### SHORT EXERCISE:
Please present every line of these items as a Markdown table with two columns, Row and Line, skipping blank lines. Leave the pictures out of your answer.

Pointing entries for labeled objects:
========
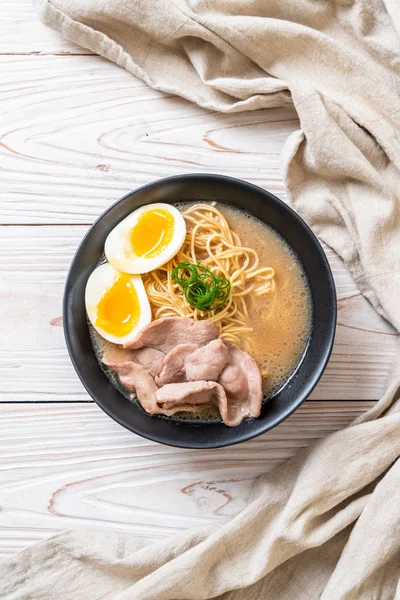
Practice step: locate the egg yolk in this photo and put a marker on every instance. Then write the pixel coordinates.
(119, 309)
(152, 233)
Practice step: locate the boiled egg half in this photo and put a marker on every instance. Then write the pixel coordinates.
(116, 304)
(146, 239)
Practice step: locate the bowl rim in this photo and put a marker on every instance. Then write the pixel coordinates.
(329, 340)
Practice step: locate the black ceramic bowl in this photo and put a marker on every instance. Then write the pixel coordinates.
(265, 207)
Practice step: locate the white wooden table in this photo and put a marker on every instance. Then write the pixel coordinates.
(76, 133)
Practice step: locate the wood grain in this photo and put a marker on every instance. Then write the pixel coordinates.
(69, 466)
(34, 364)
(79, 132)
(21, 32)
(76, 133)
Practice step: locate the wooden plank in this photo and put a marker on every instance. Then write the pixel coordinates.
(77, 133)
(21, 32)
(34, 364)
(82, 470)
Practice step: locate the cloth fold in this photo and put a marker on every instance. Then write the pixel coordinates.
(325, 524)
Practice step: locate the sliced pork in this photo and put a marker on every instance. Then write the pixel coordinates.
(134, 377)
(241, 379)
(206, 363)
(174, 364)
(190, 394)
(164, 334)
(179, 365)
(150, 359)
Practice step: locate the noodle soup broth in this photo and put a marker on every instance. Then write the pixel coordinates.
(277, 324)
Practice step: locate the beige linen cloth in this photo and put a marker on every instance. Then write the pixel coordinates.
(325, 524)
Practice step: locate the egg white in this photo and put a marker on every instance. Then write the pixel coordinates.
(98, 283)
(117, 243)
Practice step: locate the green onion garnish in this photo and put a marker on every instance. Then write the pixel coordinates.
(202, 289)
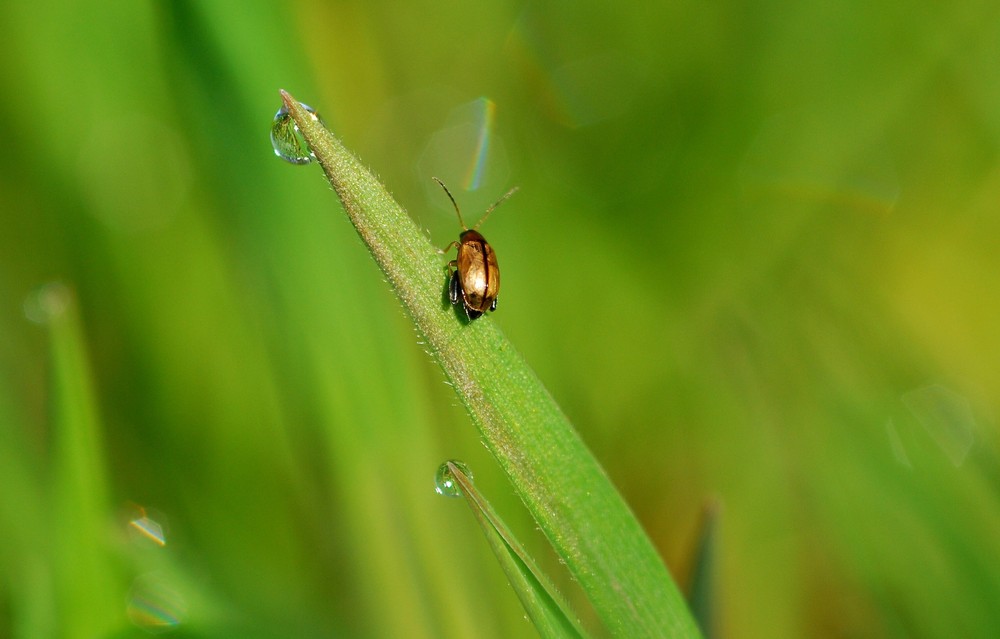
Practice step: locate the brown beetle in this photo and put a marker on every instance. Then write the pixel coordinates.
(475, 279)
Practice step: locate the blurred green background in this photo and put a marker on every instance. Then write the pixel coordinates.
(754, 257)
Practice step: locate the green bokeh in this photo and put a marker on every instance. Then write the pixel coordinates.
(754, 257)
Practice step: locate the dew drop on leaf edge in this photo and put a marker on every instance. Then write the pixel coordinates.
(444, 480)
(287, 140)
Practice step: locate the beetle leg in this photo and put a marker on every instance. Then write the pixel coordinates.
(454, 288)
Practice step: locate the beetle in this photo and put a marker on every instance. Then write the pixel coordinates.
(475, 274)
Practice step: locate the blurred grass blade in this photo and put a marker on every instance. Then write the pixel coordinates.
(552, 616)
(563, 486)
(89, 601)
(701, 589)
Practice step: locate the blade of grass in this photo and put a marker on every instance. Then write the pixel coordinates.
(545, 607)
(90, 599)
(563, 486)
(701, 589)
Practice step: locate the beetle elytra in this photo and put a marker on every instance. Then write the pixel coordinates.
(475, 274)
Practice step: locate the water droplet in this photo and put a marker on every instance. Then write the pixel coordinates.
(444, 480)
(287, 140)
(47, 302)
(153, 605)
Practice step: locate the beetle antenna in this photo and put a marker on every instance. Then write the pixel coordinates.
(453, 203)
(495, 204)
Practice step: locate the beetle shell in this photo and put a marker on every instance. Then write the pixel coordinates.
(477, 275)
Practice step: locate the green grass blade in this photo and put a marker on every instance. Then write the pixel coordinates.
(560, 482)
(702, 587)
(545, 607)
(90, 598)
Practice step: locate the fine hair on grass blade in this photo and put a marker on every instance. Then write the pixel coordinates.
(552, 616)
(558, 479)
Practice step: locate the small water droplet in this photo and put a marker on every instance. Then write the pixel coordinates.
(47, 302)
(154, 605)
(287, 140)
(444, 479)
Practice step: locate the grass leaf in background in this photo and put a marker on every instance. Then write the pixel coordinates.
(552, 471)
(89, 593)
(545, 607)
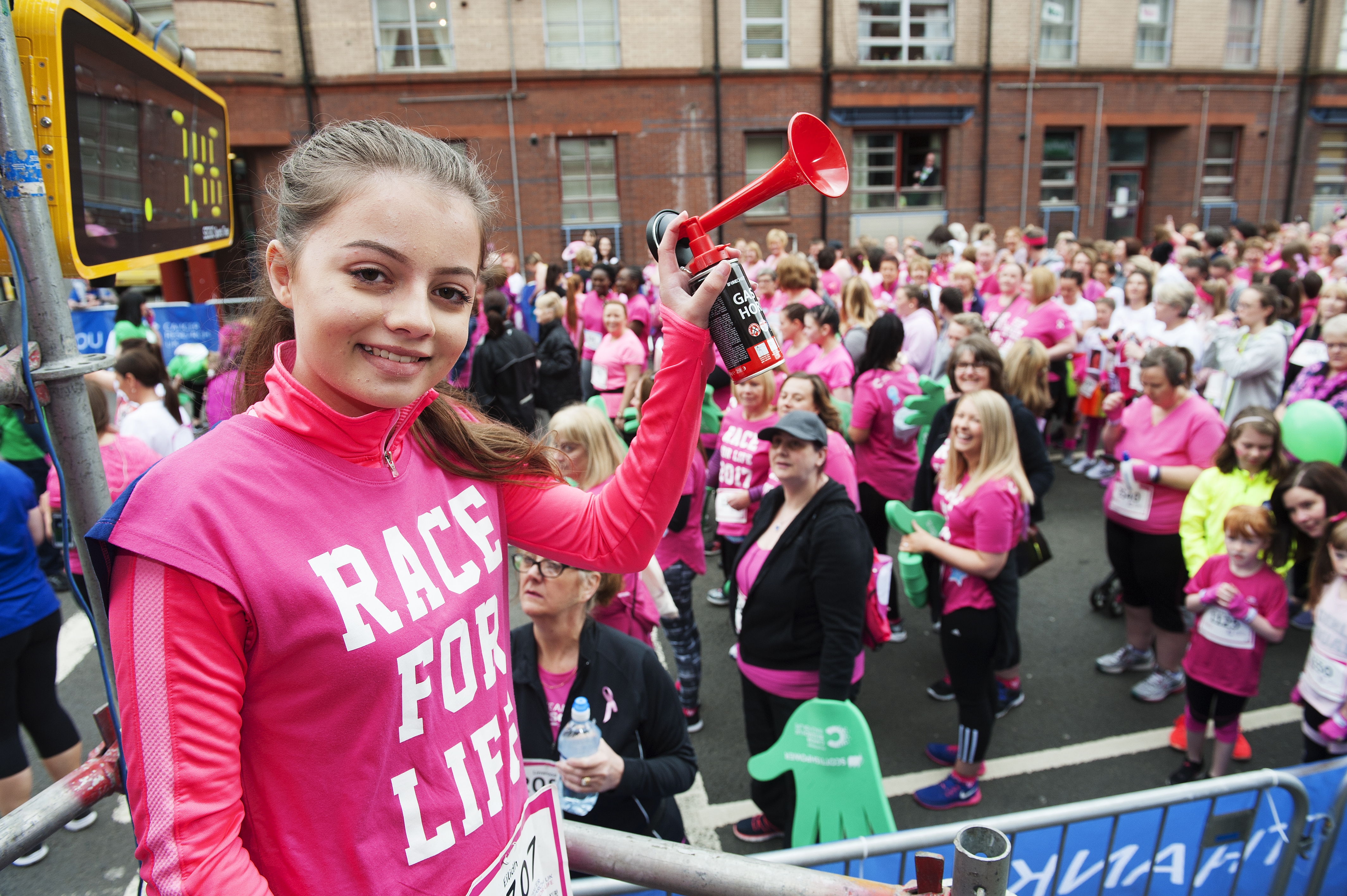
========
### THE ANSWER:
| Row | Line |
|---|---|
| 1 | Practice step: locate the egg yolk in this photo and put a marker on every instance. Then write the pixel coordinates. |
| 2 | (119, 309) |
| 3 | (152, 233) |
| 4 | Practice step: locate the boiled egg half in this photo and put a marker on every instance. Then write the pixel coordinates. |
| 5 | (116, 304) |
| 6 | (146, 239) |
| 7 | Practice step: locate the bowl rim in this photo and put a marker on every instance. Then write the pixel coordinates. |
| 8 | (329, 340) |
| 9 | Practice step: locate the black ceramic bowl in this photo and put a marker on every instance. Then write the pixel coordinates. |
| 10 | (265, 207) |
| 11 | Practice step: locate the white wooden table in this photo and put a marker on every instance. Then write the pixel coordinates. |
| 12 | (76, 133) |
| 13 | Practice step: locate the wood grain in this photo and put a marker on every instance. Then write the pixel coordinates. |
| 14 | (69, 466) |
| 15 | (34, 364) |
| 16 | (79, 132) |
| 17 | (21, 32) |
| 18 | (76, 133) |
| 19 | Practice step: locate the wooden plank in this photo and put a marker on every instance. Then write the pixel coordinates. |
| 20 | (77, 133) |
| 21 | (21, 32) |
| 22 | (34, 364) |
| 23 | (82, 470) |
| 24 | Practice step: locate the cloth fold in this photo and put a marker on every instance. Then write the pixel coordinates. |
| 25 | (325, 524) |
| 26 | Practice step: locate the sliced pork in this photo and put a marker on every instance. Then write the pixel coordinates. |
| 27 | (134, 377) |
| 28 | (241, 379) |
| 29 | (206, 363) |
| 30 | (174, 364) |
| 31 | (190, 394) |
| 32 | (164, 334) |
| 33 | (179, 365) |
| 34 | (150, 359) |
| 35 | Practice step: locate the noodle soup broth in this photo and put a marker on every instance. Then write the pixel coordinates. |
| 36 | (277, 324) |
| 37 | Practice step: locate the beige linen cloth in this photo and put a marker on every instance. Then write the pixel coordinates. |
| 38 | (325, 524) |
| 39 | Practice step: locate the egg white in this photo and put a marker on every instance. Then write the pixel coordinates. |
| 40 | (98, 283) |
| 41 | (117, 243) |
| 42 | Practice step: locate the green onion garnish in this photo and put a marker on every instance. Then write the pixel coordinates. |
| 43 | (202, 289) |
| 44 | Practice step: locate the brown beetle in this photo and put a marker on every instance. Then write the pixel coordinates. |
| 45 | (475, 279) |
| 46 | Practice step: locate the blurred green background in this photo and put a marker on every instance. Then write the pixel coordinates. |
| 47 | (754, 257) |
| 48 | Practice step: locate the green bokeh in this photo and put a marker on every instance. Then write the pixel coordinates. |
| 49 | (754, 257) |
| 50 | Practice step: locate the dew drop on leaf edge in this photo and put a marker on every instance. Then write the pixel coordinates. |
| 51 | (444, 480) |
| 52 | (287, 140) |
| 53 | Practice step: locate the beetle leg in this photo and put a marker on every instance. Then write the pixel coordinates. |
| 54 | (454, 288) |
| 55 | Practice step: locate the beetle in this photo and put a marker on every instance. Then write the pixel coordinates. |
| 56 | (475, 274) |
| 57 | Practice step: locate the blurred grass blade in this photo and put a marker on every instance. Then write the pixel coordinates. |
| 58 | (552, 616) |
| 59 | (563, 486) |
| 60 | (89, 601) |
| 61 | (701, 589) |
| 62 | Practice step: locate the blade of grass in this photo and put a marker on every instance. Then write the pixel coordinates. |
| 63 | (545, 607) |
| 64 | (90, 599) |
| 65 | (563, 486) |
| 66 | (701, 589) |
| 67 | Practice step: locate the beetle elytra in this photo and put a marker on every instance. Then write the pixel coordinates. |
| 68 | (475, 274) |
| 69 | Practice step: locate the water droplet in this photo and put a marker on every instance. Then write the pixel coordinates. |
| 70 | (444, 480) |
| 71 | (287, 140) |
| 72 | (47, 302) |
| 73 | (153, 605) |
| 74 | Practice step: locate the beetle antenna in this photo and put a marker on every instance. Then write the pixel coordinates. |
| 75 | (453, 203) |
| 76 | (495, 204) |
| 77 | Practice step: locate the beetle shell in this photo and put a marker on every instance. Then write the pixel coordinates. |
| 78 | (477, 275) |
| 79 | Practice step: locate the green grass blade in this photo and put a marker on every instance. Then write the pixel coordinates. |
| 80 | (560, 482) |
| 81 | (702, 587) |
| 82 | (545, 607) |
| 83 | (90, 598) |
| 84 | Practice step: locate the fine hair on grass blade in this photo and put a marker on every instance. Then write the pixel coordinates. |
| 85 | (552, 616) |
| 86 | (558, 479) |
| 87 | Practice step: locate the small water droplet in this photo and put a marker on every instance. Then write the pixel coordinates. |
| 88 | (47, 302) |
| 89 | (154, 605) |
| 90 | (287, 140) |
| 91 | (444, 479) |
| 92 | Practice step: locate the grass leaf in background in this photo and put a marker on every instance. Then write the pixel coordinates. |
| 93 | (552, 471) |
| 94 | (89, 593) |
| 95 | (545, 607) |